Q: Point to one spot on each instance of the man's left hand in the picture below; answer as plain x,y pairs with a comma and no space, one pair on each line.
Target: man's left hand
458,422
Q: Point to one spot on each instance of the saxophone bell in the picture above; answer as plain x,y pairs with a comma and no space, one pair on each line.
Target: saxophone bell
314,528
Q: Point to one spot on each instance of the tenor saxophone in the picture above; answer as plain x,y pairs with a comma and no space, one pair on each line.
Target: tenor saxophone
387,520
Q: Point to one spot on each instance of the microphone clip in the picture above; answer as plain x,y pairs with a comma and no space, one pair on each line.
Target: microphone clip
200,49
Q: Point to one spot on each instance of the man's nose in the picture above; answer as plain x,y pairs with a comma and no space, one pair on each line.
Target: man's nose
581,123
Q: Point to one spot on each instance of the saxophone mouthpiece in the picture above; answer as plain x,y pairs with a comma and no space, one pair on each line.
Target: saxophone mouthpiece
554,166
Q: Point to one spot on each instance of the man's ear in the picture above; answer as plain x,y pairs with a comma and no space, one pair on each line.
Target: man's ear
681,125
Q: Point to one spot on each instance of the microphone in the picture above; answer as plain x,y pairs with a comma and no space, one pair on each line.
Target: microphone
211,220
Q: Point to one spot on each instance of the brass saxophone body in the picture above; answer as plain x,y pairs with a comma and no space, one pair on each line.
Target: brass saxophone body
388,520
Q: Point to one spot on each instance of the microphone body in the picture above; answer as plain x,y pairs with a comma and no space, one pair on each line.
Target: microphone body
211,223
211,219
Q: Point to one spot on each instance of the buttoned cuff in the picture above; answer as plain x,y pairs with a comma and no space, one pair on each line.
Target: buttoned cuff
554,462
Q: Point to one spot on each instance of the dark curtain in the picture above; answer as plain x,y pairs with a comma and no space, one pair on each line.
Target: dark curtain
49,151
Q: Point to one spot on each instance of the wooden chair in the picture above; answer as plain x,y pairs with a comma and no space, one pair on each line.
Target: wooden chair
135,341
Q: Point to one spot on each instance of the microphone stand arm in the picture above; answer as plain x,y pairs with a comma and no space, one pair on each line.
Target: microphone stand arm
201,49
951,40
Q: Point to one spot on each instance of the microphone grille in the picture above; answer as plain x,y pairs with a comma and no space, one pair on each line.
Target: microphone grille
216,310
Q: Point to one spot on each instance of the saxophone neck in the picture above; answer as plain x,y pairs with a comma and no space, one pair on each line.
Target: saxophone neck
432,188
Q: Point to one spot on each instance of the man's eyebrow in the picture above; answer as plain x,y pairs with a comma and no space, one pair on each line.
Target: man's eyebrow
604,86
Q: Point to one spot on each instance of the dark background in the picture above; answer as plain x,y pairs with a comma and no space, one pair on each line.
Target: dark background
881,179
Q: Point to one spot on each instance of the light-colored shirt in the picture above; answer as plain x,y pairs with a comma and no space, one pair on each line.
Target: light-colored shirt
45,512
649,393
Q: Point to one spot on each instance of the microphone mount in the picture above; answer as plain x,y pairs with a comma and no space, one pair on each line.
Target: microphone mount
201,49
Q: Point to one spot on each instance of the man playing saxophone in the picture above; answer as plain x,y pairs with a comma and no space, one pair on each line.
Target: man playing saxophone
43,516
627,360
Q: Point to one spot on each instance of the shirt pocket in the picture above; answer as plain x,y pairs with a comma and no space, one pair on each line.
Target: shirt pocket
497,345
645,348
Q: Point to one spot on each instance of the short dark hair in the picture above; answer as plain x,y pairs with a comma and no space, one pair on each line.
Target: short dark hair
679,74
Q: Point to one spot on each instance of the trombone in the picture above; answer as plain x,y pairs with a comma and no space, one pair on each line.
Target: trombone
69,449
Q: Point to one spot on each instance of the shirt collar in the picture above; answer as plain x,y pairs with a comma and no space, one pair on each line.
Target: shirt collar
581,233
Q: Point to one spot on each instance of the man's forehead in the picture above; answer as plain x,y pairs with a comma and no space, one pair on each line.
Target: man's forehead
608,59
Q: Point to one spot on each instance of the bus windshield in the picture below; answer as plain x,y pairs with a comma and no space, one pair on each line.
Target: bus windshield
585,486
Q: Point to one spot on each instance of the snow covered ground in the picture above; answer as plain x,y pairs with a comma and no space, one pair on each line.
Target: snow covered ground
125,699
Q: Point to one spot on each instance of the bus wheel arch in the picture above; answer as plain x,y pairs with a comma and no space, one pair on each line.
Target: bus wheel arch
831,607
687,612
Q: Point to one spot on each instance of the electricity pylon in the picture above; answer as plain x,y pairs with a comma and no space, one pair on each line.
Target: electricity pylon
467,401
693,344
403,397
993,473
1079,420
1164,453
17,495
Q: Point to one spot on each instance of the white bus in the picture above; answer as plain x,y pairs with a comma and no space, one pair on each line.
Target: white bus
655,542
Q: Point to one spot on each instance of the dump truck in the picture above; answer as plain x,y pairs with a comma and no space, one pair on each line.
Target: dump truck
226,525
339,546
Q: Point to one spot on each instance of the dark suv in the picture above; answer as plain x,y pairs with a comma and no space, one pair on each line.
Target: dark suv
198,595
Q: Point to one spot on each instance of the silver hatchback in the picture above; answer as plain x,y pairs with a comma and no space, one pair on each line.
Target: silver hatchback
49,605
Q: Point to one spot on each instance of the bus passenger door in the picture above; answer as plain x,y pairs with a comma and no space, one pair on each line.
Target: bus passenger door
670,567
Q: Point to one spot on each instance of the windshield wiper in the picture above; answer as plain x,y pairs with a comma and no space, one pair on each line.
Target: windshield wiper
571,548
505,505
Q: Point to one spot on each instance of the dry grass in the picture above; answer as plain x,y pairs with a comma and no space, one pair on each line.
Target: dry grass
################
### WHAT IS NEEDED
Every line from the line containing "Q: Point to one spot on each instance of the white" to the last line of the material above must be repeated exactly, and no other line.

### RESULT FOR THIS TASK
Q: Point to one spot on each instance of the white bus in the picture above; answer as plain x,y pairs with a comma and no space, one pair on each line.
Target: white bus
655,542
Q: Point to one spot on each instance of the dump truck in the picture above; answer as plain x,y pairs with a comma and no space, one pair on each line.
Target: dump truck
226,525
339,546
Q: Point to one spot on each instance of the dark suv in the picture above; answer as plain x,y pairs with a comma and no space, one pair on each line.
Target: dark suv
198,595
Q: Point to one spot on each instance of the silver hatchback in the picture above; answer as plain x,y pairs with a comma and no space, one pair on each line.
Target: silver hatchback
49,605
Q: Point to one spot on each instance of the bus passenger door in the picture above; answer as plain x,y pairs with a comma and no space, one pair on each line.
Target: bus passenger door
670,567
Q: Point to one spot on each instance of the windshield wiper in the picture above; answer as plain x,y pairs with a comma and no space, one pair on each line.
Target: windshield wiper
571,548
505,505
Q: Point to one spot on each instance of the dry grass in the picture above; answer as plain x,y pairs with a comma and no space, one pair on each line.
Target: dry grass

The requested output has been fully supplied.